* **EXERCISE BRIEF**:
In the commit page below, where does the change move token gluing from, and where does it move it to?

## START TEXT SHOWN

Auto merge of #63709 - matklad:decomposed-tokens, r=petrochenkov

Move token gluing to token stream parsing work towards #63689, this moves token gluing from the lexer to the token tree layer. This is only a minimal step, but I like the negative diff here. r? @petrochenkov
author: bors <bors@rust-lang.org> 2019-08-20 07:44:44 +0000
committer: bors <bors@rust-lang.org> 2019-08-20 07:44:44 +0000
commit: 14890954ce17c44d944eda988c5a64bb4c5ec9eb (patch)
tree: 31d7eff7318bb0fff0f541c6c8f6f57f9b2576ba /src
parent: 7858dc237d70fc0c5a31eb528dfab1ad0baf6a27 (diff)
parent: 914e1f456415eae0ae095dd39dc51c115c1ffb5a (diff)

## END TEXT SHOWN
## START DATA PROVIDED

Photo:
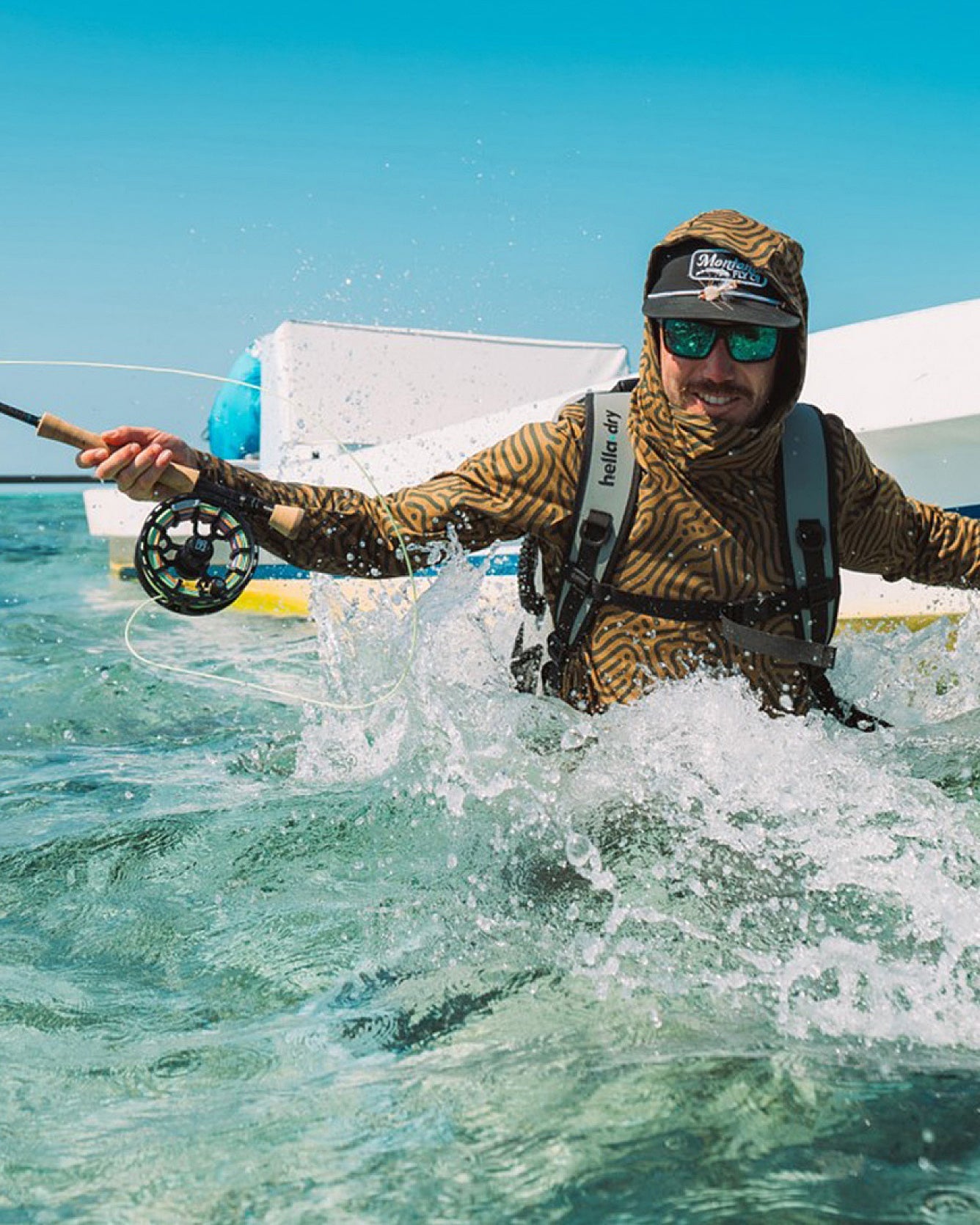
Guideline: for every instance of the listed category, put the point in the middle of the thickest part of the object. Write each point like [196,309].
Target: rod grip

## END DATA PROVIDED

* **SOLVED EXERCISE**:
From the lexer to the token tree layer.